* START Data extract *

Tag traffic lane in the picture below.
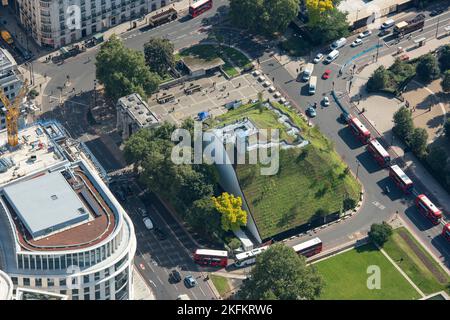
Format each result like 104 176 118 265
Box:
128 201 213 299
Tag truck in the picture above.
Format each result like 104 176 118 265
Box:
0 30 14 45
393 13 425 38
302 63 314 82
148 8 178 28
308 76 317 95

* END Data extract *

*What to work on*: Output every line of the data above word for word, leaving out the pictures.

*Task output*:
Tag traffic lane in the picture below.
Format each result like 104 176 118 265
Box:
128 201 213 299
Tag truck in the picture above.
Format each result like 104 176 118 265
Box:
0 30 14 45
393 13 425 38
302 63 314 82
148 8 178 28
308 76 317 95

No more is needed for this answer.